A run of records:
+ + + + + + +
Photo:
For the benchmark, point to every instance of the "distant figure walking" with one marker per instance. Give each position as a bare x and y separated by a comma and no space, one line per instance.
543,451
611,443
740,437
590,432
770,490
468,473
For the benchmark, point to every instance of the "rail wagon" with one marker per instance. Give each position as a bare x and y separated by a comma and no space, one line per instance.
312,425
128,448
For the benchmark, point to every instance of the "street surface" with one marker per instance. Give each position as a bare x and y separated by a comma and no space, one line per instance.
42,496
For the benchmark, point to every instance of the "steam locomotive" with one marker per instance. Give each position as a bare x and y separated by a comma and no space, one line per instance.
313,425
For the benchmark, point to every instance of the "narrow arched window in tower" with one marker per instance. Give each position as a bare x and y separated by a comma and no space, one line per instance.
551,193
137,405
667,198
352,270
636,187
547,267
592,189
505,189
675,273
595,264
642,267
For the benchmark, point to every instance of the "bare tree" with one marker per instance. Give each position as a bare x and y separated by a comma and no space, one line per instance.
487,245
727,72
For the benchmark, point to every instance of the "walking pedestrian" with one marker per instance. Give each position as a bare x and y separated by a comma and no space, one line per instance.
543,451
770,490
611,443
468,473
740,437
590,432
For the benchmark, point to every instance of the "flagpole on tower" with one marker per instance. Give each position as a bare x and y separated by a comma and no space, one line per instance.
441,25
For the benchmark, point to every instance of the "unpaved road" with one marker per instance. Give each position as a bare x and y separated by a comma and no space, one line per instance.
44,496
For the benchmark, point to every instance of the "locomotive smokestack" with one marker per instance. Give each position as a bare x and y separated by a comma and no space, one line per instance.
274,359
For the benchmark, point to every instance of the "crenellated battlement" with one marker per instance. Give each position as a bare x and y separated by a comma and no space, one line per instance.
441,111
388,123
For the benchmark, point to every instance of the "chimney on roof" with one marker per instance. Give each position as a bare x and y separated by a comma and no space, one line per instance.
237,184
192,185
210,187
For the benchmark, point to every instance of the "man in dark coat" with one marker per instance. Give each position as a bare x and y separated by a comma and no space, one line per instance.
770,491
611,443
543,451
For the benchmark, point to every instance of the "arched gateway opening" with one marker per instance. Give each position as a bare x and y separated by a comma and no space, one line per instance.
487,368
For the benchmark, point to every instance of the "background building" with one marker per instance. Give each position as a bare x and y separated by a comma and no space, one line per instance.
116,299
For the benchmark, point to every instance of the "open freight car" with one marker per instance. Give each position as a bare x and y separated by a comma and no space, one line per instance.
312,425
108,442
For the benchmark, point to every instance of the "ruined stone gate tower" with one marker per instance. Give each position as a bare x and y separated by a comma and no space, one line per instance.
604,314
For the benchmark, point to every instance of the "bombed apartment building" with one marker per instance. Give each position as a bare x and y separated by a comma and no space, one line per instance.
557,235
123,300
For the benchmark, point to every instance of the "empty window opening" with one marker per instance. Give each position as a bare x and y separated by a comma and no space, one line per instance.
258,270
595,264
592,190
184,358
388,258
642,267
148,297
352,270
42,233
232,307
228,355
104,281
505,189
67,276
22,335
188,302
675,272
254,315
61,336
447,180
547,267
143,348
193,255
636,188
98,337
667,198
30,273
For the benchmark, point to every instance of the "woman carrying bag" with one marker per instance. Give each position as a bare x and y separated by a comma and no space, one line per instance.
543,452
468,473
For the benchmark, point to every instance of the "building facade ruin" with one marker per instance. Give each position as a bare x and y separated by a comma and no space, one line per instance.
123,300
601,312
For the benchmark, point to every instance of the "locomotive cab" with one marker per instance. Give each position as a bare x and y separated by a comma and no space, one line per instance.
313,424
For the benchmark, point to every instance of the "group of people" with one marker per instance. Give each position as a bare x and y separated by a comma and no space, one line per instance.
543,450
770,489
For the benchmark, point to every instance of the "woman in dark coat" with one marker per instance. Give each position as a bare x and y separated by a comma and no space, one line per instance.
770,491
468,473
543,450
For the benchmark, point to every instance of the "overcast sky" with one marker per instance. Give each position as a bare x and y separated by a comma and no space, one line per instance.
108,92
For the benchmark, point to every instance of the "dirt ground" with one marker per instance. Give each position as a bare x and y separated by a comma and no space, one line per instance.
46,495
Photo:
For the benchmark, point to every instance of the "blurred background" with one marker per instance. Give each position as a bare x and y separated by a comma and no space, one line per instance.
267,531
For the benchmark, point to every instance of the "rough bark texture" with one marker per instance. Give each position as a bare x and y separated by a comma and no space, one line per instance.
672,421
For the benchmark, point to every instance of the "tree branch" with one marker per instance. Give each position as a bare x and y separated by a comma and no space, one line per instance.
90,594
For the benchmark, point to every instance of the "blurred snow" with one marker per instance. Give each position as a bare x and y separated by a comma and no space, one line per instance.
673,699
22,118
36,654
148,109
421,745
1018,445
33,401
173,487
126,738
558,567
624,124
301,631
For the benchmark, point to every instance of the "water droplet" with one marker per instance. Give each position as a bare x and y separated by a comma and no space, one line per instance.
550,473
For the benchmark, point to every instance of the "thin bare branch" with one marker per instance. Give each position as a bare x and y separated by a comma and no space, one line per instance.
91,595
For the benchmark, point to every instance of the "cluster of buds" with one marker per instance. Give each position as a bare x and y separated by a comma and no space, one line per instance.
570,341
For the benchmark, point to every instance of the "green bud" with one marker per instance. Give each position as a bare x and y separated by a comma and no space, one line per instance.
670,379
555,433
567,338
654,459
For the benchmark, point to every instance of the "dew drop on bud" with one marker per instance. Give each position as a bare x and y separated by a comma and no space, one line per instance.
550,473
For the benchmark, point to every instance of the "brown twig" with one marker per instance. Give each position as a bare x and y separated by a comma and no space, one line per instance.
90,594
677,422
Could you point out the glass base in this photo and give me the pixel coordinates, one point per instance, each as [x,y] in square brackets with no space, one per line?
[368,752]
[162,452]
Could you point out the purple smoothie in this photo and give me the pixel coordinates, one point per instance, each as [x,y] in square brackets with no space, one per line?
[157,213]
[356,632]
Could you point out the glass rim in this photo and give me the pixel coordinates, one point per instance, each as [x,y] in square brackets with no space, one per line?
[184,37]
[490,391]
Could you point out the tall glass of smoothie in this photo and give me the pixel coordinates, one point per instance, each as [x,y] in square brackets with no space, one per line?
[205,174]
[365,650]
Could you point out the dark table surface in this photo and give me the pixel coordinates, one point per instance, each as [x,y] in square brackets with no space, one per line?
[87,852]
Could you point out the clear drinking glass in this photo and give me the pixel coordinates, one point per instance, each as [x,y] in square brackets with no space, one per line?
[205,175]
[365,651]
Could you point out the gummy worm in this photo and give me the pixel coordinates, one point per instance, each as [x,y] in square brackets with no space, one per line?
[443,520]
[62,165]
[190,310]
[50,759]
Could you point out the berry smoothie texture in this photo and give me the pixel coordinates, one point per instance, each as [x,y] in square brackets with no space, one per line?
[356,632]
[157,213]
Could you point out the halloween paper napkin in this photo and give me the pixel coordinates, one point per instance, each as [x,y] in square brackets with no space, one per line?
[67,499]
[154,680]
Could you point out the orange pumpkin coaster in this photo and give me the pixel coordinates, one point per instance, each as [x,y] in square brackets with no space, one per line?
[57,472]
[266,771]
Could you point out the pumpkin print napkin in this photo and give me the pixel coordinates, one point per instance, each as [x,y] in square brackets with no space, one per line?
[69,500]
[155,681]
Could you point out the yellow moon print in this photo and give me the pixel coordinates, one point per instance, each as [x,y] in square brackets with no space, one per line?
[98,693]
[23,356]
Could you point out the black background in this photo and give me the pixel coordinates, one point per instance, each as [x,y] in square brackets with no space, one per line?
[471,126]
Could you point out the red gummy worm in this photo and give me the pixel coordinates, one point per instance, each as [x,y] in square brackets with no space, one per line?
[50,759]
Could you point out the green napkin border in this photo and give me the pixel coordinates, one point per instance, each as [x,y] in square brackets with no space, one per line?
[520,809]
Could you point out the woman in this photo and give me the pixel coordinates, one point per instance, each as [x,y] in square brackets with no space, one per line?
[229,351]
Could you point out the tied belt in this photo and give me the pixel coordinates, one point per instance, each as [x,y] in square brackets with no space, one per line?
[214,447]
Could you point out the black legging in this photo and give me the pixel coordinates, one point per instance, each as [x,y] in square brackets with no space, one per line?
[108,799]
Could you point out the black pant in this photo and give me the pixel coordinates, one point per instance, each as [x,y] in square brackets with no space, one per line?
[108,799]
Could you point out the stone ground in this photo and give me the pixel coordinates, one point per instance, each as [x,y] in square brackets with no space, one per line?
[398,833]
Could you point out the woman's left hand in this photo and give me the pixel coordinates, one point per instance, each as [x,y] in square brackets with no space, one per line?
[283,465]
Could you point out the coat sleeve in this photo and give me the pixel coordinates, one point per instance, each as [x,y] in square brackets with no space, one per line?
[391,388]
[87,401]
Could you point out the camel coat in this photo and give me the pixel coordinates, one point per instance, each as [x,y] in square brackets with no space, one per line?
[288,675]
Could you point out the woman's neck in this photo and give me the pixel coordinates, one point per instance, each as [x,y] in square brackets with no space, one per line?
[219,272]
+ + + + + + +
Your task is to output exactly the lines running from the one with "Could you point out the stone" through the final line of the material above, with both ends included.

The output:
Could you point out the stone ground in this photo and give me the pixel coordinates, one point per instance, each as [x,y] in square brackets with no space, one per line?
[398,833]
Could you point out the woman's left hand in this photo and give me the pixel coordinates, one point per instance, each as [x,y] in square brackets with no space, one per line?
[283,465]
Could you point out the coat sleeve in this photo and give me the pixel coordinates, one point per instance, each as [x,y] in square brackets with no space, one per line?
[391,388]
[87,401]
Could you point out the camel coat in this photo and give me the pixel coordinates, one point per instance, each as [x,y] in square brackets with no space, one per line?
[288,675]
Could you point out the woman's neck in this photo and give me the pixel coordinates, one point per instance, each as [x,y] in square brackets with no space, one per line?
[219,272]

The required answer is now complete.